■ **Action item**
Below are some records; return each one exactly as written.

━━━━━━━━━━━━━━━━

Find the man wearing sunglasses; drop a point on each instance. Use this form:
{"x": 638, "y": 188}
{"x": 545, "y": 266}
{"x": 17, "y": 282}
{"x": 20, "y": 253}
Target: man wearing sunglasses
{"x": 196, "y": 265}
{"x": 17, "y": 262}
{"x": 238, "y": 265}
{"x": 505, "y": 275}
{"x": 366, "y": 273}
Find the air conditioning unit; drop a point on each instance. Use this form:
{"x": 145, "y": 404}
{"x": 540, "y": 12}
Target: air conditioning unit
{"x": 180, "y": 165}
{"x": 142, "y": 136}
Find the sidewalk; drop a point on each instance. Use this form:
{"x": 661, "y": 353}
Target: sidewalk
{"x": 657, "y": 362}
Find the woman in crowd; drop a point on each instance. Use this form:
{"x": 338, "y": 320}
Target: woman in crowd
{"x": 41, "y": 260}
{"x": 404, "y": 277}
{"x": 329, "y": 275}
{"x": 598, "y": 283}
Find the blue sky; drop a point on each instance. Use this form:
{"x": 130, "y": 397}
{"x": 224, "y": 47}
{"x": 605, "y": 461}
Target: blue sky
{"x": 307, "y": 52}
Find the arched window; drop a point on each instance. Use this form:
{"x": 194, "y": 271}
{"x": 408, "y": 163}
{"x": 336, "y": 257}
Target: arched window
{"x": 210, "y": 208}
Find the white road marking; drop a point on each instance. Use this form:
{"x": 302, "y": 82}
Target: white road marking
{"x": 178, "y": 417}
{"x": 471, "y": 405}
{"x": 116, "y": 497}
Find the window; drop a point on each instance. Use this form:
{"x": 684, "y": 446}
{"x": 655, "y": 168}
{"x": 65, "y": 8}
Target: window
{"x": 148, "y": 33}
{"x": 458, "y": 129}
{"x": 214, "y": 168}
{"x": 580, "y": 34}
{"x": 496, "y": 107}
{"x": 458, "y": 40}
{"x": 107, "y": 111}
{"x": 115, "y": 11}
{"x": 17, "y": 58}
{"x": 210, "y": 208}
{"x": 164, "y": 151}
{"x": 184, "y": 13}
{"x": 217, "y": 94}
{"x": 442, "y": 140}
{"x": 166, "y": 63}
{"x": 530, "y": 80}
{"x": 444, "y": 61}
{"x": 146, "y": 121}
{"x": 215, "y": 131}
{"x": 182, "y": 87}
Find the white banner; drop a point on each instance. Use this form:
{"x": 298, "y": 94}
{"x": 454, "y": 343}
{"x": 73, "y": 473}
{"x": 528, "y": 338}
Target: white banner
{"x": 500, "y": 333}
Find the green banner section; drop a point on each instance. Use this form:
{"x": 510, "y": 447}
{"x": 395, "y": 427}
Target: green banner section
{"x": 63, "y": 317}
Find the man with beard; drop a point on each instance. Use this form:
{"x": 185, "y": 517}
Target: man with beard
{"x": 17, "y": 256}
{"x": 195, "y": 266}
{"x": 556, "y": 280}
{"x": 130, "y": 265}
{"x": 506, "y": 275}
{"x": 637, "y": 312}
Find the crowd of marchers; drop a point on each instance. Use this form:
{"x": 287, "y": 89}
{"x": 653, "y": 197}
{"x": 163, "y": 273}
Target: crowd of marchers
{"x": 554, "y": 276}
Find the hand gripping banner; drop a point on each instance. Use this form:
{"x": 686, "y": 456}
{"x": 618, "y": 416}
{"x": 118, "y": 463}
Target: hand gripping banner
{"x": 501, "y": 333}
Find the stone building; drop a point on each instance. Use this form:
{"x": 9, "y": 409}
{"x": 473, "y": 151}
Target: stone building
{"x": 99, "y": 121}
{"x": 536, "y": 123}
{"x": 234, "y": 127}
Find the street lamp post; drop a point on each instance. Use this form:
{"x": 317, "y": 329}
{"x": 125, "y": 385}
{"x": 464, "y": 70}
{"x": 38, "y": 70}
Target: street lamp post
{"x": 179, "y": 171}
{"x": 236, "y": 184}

━━━━━━━━━━━━━━━━

■ **Response below**
Find the man wearing sunglasses; drop a point on each instance. Use this form:
{"x": 638, "y": 188}
{"x": 545, "y": 266}
{"x": 17, "y": 282}
{"x": 20, "y": 253}
Target: man wearing sunglasses
{"x": 196, "y": 265}
{"x": 17, "y": 262}
{"x": 238, "y": 265}
{"x": 505, "y": 275}
{"x": 366, "y": 273}
Find the air conditioning unit; drop a point on each instance. Use this form:
{"x": 145, "y": 404}
{"x": 540, "y": 12}
Target: air conditioning unit
{"x": 180, "y": 165}
{"x": 142, "y": 136}
Find the sidewalk; drop a point on each instance. Use this form:
{"x": 661, "y": 353}
Target: sidewalk
{"x": 657, "y": 362}
Find the woman in crowd; drop a point on each instance. Use this form:
{"x": 338, "y": 320}
Target: woman in crowd
{"x": 41, "y": 260}
{"x": 404, "y": 277}
{"x": 329, "y": 275}
{"x": 598, "y": 283}
Find the blue sky; drop a point on each instance. Use this form:
{"x": 130, "y": 397}
{"x": 224, "y": 47}
{"x": 605, "y": 461}
Target: blue sky
{"x": 307, "y": 52}
Find the arched window; drop a point on each instance. Use this form:
{"x": 194, "y": 271}
{"x": 408, "y": 163}
{"x": 336, "y": 257}
Target: arched window
{"x": 210, "y": 208}
Find the white road marking; drop a point on each instance. Use this form:
{"x": 302, "y": 82}
Target: white road marking
{"x": 178, "y": 417}
{"x": 471, "y": 405}
{"x": 116, "y": 497}
Find the window; drop a point on each instance. Use this form:
{"x": 684, "y": 446}
{"x": 655, "y": 168}
{"x": 65, "y": 8}
Target: window
{"x": 148, "y": 33}
{"x": 458, "y": 129}
{"x": 214, "y": 168}
{"x": 580, "y": 34}
{"x": 496, "y": 107}
{"x": 458, "y": 40}
{"x": 107, "y": 111}
{"x": 115, "y": 11}
{"x": 17, "y": 58}
{"x": 210, "y": 208}
{"x": 164, "y": 151}
{"x": 184, "y": 13}
{"x": 217, "y": 94}
{"x": 442, "y": 140}
{"x": 166, "y": 63}
{"x": 530, "y": 80}
{"x": 444, "y": 61}
{"x": 146, "y": 121}
{"x": 215, "y": 131}
{"x": 182, "y": 87}
Find the white banner; drop a point on each instance. Use this form:
{"x": 298, "y": 94}
{"x": 454, "y": 343}
{"x": 73, "y": 473}
{"x": 528, "y": 338}
Target: white banner
{"x": 500, "y": 333}
Find the green banner section; drop a point on each instance. Use this form:
{"x": 510, "y": 447}
{"x": 395, "y": 427}
Target: green banner section
{"x": 63, "y": 317}
Find the man with beard; drop a point on each instance. Use this form:
{"x": 185, "y": 517}
Target: man with beard
{"x": 17, "y": 256}
{"x": 195, "y": 266}
{"x": 556, "y": 280}
{"x": 130, "y": 265}
{"x": 506, "y": 275}
{"x": 637, "y": 312}
Find the crowd of marchers; drop a point on each instance. Use this form:
{"x": 287, "y": 89}
{"x": 653, "y": 197}
{"x": 163, "y": 273}
Target: crowd of marchers
{"x": 554, "y": 276}
Find the hand gripping banner; drop a point on each instance. Use this form:
{"x": 686, "y": 456}
{"x": 618, "y": 416}
{"x": 118, "y": 463}
Target: hand gripping banner
{"x": 501, "y": 333}
Find the stone building; drop a point on each instance. Use this form:
{"x": 9, "y": 409}
{"x": 473, "y": 151}
Target: stone building
{"x": 99, "y": 121}
{"x": 536, "y": 123}
{"x": 234, "y": 127}
Find the street lamp post; drop a point on each instance. Use this form:
{"x": 317, "y": 329}
{"x": 125, "y": 385}
{"x": 464, "y": 70}
{"x": 38, "y": 70}
Target: street lamp post
{"x": 179, "y": 171}
{"x": 236, "y": 184}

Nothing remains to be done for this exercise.